◆ WORK TASK: In the records, find every line with the word "antenna" and copy it out.

◆ DATA PROVIDED:
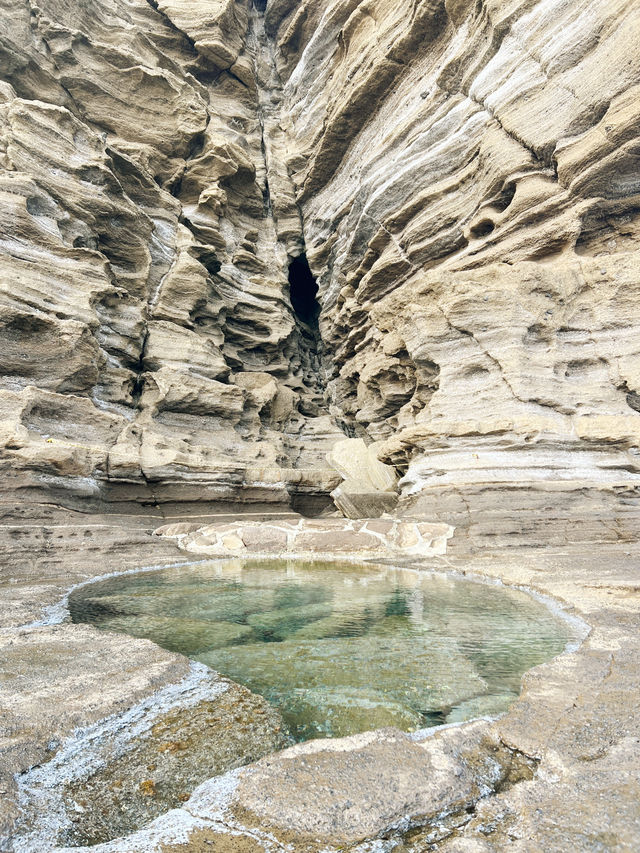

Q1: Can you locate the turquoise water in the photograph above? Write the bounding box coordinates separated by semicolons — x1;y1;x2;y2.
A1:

--

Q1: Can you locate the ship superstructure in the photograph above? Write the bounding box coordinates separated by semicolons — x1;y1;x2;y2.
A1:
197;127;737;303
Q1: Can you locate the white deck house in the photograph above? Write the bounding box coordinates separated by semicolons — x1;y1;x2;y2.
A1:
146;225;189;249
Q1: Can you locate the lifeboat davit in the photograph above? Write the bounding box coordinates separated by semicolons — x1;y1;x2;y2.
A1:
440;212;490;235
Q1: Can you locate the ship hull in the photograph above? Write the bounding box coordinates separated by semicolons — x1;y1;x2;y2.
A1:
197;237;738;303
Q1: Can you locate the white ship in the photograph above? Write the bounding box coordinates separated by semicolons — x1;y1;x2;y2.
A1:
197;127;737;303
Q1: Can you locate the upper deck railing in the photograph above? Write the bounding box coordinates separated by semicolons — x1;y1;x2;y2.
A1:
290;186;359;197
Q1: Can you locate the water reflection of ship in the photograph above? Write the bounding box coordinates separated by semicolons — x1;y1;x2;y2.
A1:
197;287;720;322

---

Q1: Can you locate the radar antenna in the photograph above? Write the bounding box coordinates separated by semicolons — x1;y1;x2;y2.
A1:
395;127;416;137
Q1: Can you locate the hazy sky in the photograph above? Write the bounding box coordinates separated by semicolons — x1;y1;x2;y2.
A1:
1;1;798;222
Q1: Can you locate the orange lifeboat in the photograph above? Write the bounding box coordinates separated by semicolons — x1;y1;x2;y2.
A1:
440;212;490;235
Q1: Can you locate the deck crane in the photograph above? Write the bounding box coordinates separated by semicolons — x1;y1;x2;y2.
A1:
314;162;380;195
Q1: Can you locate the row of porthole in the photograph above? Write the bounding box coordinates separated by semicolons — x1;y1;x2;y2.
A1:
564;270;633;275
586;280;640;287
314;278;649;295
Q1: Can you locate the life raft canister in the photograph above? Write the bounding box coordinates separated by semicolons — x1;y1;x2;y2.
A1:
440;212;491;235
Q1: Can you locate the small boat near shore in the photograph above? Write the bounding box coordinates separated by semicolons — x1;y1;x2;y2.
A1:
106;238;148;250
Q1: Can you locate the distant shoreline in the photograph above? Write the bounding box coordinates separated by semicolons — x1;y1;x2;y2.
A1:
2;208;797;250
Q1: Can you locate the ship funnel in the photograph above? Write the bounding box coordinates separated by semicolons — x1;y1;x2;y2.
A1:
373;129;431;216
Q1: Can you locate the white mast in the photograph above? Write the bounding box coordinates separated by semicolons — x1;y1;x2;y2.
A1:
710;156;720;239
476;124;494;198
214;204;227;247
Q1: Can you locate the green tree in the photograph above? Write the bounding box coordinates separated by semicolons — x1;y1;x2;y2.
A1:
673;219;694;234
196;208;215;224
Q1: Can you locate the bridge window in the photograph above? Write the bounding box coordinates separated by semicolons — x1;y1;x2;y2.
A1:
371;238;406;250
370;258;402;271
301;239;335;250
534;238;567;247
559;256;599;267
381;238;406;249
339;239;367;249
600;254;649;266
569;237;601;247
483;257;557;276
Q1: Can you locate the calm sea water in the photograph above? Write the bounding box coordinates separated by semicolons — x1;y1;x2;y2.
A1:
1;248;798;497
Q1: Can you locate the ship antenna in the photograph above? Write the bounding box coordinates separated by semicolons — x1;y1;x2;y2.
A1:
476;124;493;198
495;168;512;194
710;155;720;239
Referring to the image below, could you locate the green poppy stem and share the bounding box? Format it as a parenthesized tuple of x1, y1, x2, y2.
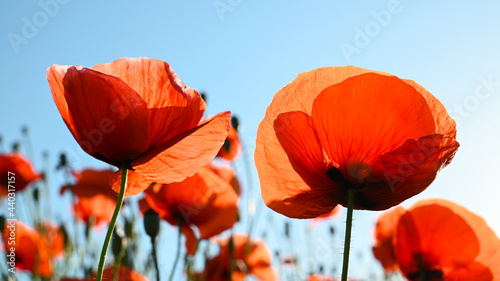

◆ EXERCISE OUTPUT:
Q1: Can you locate the radar antenna in the photograph above? Write the bounding box coordinates separated by semicolons — x1;y1;x2;y2.
Q1: Can you locate the ship antenna in the photograph above? Write the bounding box coordinates separated by semicolons — x1;y1;x2;y2.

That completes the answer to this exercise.